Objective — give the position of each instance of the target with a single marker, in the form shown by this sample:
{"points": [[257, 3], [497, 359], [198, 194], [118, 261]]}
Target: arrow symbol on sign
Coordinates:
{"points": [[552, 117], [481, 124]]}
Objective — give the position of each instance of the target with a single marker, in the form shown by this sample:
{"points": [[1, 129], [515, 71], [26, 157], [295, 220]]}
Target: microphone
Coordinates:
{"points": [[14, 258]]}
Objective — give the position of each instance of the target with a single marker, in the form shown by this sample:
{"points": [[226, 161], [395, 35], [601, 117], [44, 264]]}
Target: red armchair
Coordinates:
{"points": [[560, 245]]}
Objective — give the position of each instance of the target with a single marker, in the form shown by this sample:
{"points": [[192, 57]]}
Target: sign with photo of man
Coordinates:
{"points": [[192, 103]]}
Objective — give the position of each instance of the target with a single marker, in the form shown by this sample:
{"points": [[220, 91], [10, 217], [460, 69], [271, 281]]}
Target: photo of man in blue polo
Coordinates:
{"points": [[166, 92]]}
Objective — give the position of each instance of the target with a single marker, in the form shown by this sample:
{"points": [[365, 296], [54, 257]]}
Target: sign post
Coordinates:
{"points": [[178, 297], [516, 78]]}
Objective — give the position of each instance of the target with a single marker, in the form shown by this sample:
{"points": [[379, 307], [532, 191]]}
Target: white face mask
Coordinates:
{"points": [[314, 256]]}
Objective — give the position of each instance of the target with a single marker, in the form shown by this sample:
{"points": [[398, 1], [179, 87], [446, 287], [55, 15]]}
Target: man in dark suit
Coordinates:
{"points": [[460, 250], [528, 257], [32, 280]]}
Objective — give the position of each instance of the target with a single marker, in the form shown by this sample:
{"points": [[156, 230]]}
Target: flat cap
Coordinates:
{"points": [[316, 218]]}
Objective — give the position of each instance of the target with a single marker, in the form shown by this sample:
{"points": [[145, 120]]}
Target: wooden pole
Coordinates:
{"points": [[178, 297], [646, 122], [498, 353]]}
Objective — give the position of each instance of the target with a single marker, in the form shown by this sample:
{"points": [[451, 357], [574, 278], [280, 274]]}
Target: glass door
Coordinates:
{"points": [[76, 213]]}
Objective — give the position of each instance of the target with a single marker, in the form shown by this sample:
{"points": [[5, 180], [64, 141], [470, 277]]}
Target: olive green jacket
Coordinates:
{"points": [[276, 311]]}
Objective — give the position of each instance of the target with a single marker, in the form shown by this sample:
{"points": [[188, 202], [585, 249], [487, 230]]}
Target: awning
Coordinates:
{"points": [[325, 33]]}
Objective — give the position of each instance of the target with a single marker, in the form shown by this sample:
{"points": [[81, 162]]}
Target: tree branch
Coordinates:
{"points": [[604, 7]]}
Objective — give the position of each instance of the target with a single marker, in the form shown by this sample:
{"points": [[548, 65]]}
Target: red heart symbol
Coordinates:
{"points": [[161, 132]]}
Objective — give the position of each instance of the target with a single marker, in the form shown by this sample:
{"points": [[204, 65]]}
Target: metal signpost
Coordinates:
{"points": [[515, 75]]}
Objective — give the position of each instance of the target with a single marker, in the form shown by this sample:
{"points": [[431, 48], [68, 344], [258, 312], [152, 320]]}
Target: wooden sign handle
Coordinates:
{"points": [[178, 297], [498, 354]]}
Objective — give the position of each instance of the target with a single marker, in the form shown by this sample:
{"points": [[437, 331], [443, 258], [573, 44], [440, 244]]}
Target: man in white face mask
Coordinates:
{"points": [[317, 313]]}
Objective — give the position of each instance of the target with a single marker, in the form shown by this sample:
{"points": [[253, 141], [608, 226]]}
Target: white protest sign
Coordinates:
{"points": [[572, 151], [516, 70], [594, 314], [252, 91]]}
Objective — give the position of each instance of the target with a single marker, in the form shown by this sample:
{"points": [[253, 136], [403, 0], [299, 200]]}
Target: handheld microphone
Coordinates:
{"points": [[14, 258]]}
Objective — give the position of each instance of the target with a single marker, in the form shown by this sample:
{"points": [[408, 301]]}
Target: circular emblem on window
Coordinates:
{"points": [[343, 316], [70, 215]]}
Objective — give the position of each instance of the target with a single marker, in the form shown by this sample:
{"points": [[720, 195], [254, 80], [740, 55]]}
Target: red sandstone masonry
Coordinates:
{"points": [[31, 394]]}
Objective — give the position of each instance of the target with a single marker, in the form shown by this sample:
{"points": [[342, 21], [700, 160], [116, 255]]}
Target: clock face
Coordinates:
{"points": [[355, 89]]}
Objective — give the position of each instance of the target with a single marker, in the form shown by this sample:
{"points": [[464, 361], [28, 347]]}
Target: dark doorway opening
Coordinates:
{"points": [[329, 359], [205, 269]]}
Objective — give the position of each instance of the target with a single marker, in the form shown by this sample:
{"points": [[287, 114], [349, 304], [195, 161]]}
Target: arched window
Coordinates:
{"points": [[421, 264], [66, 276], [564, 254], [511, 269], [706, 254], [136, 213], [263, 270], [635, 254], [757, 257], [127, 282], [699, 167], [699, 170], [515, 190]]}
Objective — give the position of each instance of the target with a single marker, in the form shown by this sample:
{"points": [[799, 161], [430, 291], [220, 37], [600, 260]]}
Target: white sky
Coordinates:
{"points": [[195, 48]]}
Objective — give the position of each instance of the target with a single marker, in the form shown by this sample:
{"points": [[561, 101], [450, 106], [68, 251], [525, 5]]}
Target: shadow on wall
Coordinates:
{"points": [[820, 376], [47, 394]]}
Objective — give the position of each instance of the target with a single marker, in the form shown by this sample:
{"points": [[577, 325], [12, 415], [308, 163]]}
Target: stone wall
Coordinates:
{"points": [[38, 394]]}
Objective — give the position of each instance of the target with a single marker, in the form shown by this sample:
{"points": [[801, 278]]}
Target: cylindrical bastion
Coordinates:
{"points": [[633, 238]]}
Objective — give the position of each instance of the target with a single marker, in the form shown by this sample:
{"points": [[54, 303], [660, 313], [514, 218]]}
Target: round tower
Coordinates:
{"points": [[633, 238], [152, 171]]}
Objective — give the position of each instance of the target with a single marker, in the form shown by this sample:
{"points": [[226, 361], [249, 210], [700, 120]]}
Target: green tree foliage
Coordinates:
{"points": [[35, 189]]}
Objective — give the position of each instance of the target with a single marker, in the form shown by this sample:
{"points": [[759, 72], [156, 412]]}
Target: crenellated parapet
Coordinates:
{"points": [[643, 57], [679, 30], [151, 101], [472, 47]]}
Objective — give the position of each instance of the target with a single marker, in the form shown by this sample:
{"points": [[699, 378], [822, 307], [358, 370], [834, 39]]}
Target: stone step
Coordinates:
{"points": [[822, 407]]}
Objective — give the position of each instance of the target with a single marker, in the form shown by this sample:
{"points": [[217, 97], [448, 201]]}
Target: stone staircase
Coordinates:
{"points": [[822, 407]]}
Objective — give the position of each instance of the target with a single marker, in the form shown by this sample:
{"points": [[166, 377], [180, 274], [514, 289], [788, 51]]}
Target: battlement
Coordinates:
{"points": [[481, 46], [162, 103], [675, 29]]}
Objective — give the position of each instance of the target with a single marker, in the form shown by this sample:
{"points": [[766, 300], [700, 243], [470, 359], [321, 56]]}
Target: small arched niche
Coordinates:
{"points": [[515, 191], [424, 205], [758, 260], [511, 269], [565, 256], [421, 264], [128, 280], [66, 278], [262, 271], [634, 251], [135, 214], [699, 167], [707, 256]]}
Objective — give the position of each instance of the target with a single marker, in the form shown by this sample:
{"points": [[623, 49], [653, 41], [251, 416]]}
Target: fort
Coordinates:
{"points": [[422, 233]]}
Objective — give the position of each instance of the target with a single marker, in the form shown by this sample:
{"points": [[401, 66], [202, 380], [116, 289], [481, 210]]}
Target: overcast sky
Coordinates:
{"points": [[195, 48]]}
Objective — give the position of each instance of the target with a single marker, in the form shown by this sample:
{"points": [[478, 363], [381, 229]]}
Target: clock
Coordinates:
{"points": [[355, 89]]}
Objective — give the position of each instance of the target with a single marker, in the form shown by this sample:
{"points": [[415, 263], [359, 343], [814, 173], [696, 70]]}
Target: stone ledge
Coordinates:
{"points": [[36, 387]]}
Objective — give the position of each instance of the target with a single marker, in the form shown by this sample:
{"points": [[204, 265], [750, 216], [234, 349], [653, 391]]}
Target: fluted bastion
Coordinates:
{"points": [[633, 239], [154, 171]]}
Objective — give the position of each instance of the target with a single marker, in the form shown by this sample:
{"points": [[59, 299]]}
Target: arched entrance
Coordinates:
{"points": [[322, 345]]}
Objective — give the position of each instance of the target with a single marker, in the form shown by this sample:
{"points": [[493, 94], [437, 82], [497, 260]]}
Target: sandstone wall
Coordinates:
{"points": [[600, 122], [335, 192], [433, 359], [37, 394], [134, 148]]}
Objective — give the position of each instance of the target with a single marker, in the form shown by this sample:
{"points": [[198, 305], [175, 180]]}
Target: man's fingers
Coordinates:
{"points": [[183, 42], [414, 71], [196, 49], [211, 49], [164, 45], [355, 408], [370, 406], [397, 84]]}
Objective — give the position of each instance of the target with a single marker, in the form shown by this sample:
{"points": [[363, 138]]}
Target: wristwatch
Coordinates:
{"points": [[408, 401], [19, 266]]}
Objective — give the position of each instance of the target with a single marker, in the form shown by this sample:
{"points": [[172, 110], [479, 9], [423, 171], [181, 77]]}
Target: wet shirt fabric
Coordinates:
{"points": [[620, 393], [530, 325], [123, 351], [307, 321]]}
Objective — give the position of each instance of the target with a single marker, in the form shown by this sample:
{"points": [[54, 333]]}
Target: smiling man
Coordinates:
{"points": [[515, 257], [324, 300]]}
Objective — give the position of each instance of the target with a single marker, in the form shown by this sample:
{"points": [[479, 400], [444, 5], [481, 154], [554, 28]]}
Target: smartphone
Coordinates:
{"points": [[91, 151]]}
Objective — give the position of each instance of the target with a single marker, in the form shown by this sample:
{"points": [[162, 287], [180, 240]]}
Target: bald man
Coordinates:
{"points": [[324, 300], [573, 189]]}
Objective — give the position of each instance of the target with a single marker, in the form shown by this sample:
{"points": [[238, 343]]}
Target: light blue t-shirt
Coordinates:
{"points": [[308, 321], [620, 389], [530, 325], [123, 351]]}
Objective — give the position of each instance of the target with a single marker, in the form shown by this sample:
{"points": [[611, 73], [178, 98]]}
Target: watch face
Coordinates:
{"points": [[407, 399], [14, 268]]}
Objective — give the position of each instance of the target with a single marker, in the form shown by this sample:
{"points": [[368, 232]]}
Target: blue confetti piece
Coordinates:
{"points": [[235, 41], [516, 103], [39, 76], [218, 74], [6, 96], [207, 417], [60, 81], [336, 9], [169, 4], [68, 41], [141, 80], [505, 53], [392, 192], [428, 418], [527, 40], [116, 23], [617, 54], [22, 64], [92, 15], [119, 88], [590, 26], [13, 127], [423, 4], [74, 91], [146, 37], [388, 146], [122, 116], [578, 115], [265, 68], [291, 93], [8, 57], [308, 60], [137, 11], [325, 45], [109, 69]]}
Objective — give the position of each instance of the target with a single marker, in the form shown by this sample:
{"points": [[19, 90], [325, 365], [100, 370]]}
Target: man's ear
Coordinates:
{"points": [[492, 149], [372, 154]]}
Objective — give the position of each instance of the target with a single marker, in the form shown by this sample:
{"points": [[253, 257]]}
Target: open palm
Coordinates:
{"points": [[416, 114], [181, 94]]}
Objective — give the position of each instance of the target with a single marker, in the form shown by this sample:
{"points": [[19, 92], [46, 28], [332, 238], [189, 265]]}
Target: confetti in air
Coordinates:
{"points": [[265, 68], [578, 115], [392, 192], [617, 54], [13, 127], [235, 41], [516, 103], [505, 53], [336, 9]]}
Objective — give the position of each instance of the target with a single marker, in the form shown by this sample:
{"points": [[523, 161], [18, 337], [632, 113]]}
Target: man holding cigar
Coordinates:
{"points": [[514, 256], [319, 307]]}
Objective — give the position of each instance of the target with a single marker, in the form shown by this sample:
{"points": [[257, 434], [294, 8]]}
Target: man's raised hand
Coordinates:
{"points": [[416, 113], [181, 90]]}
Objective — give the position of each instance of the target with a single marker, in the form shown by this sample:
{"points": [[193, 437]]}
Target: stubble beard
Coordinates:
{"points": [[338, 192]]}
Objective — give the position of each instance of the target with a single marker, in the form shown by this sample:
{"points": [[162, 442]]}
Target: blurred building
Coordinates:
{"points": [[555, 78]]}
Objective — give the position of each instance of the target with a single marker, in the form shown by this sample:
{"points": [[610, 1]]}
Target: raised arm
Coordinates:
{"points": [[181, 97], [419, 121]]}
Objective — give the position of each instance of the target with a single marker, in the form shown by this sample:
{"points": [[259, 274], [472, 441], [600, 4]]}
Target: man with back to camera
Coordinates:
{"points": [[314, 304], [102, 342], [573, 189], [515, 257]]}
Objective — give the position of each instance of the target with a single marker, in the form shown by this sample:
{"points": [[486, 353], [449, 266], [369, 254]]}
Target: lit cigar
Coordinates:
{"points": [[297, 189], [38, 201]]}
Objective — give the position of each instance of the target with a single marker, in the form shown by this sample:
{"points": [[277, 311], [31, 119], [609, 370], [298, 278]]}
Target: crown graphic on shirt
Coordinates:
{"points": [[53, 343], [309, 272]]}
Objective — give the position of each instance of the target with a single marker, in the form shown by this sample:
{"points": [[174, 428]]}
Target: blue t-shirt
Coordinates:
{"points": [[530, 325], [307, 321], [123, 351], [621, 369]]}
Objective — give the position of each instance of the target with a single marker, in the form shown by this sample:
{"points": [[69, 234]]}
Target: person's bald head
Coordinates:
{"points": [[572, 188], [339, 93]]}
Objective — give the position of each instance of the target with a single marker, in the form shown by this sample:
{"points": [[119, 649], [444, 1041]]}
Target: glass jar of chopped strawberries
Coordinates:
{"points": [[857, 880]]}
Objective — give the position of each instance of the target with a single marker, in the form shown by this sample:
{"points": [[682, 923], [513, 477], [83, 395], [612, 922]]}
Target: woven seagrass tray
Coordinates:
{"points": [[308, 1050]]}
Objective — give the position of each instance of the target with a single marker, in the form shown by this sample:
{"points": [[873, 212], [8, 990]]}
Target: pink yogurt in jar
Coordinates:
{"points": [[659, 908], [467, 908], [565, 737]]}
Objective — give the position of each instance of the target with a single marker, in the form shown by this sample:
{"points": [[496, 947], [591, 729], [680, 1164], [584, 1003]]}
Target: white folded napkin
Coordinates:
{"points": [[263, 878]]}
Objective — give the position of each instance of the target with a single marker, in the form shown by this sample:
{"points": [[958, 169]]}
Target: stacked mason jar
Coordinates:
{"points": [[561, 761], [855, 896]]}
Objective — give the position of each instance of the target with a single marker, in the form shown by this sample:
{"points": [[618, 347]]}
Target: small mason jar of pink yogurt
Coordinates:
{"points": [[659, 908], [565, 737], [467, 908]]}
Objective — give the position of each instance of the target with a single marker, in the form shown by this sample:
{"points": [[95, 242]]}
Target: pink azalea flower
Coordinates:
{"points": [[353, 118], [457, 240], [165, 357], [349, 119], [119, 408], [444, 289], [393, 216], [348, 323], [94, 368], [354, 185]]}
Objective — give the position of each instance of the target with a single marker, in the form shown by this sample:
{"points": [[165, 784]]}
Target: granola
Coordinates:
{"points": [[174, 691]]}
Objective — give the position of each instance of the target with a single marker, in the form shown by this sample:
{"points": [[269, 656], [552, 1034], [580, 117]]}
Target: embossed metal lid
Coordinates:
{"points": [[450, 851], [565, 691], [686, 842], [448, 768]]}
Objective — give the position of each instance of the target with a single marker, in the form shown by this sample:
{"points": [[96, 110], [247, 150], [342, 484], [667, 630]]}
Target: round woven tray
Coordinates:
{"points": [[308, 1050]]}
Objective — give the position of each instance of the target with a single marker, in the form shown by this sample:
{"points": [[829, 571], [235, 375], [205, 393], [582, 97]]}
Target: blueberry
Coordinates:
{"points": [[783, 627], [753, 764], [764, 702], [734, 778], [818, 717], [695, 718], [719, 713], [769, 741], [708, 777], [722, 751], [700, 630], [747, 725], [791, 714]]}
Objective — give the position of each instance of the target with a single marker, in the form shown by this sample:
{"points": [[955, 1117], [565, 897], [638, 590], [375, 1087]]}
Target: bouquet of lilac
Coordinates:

> Goal
Gather every line of the material above that contains the word "cigar", and list each one in full.

> Problem solution
Target: man holding cigar
Target: lit cigar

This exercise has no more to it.